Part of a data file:
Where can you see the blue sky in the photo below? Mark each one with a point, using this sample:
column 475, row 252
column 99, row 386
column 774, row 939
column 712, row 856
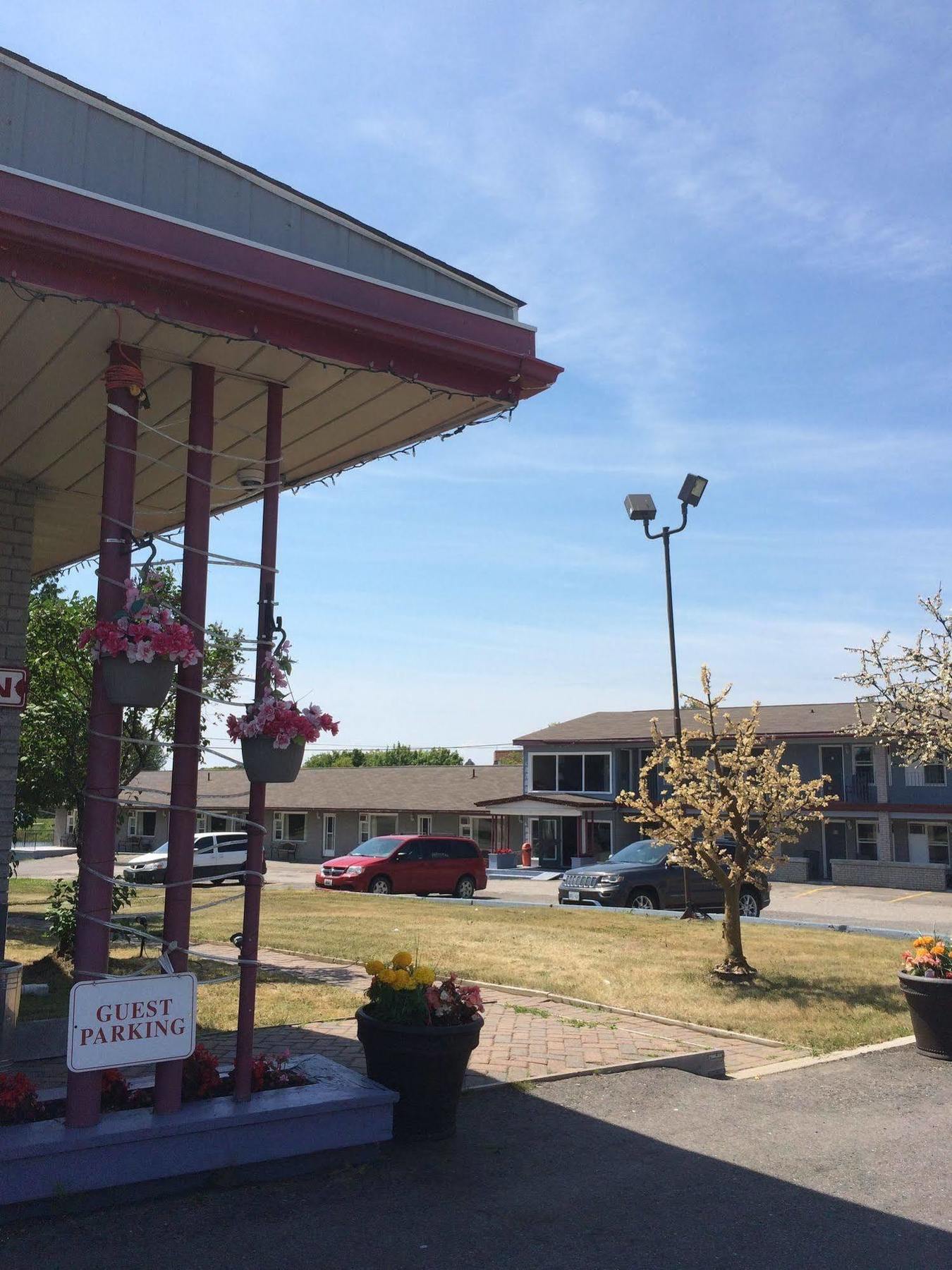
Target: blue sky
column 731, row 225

* * *

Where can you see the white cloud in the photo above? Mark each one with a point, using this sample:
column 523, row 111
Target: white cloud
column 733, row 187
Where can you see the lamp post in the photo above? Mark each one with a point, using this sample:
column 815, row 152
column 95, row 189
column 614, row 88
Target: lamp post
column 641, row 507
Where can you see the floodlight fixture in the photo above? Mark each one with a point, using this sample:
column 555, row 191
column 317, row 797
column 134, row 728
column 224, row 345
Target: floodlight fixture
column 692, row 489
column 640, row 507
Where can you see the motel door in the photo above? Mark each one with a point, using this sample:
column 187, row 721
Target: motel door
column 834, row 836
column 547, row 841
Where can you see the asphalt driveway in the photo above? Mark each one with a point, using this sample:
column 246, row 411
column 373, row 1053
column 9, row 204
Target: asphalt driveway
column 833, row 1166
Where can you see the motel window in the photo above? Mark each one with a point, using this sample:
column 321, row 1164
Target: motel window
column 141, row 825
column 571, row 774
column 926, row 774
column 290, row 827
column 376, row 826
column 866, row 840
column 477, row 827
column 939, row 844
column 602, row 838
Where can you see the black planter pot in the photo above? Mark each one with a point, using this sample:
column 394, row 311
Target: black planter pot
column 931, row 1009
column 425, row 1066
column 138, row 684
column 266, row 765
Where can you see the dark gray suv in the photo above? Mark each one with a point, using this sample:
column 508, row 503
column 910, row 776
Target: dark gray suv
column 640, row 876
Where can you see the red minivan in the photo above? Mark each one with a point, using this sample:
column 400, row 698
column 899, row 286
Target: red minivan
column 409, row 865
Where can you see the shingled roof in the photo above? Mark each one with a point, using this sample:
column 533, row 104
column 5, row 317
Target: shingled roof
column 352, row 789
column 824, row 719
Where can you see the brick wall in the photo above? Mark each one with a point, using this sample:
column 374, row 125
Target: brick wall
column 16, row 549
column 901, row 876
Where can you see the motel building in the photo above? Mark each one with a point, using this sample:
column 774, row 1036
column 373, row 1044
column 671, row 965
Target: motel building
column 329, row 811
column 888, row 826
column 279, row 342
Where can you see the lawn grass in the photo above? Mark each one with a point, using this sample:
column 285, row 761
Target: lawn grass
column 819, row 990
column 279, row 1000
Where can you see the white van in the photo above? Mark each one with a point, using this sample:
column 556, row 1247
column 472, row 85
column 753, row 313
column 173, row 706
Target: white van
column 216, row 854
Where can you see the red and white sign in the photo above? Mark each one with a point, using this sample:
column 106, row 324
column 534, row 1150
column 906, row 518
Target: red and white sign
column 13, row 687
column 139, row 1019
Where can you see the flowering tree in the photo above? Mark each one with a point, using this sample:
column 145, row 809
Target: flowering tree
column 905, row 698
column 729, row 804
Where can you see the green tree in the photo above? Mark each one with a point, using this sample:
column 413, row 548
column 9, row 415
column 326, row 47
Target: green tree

What the task requires: Start at the line that has "Where can you see the motel door" and stop after the line that has "column 547, row 841", then write out only those records again, changing "motel door" to "front door" and leaving everything else as it is.

Answer in full:
Where can you see the front door in the photo above? Mark each one with a point, using this sample:
column 187, row 721
Target: front door
column 834, row 836
column 547, row 841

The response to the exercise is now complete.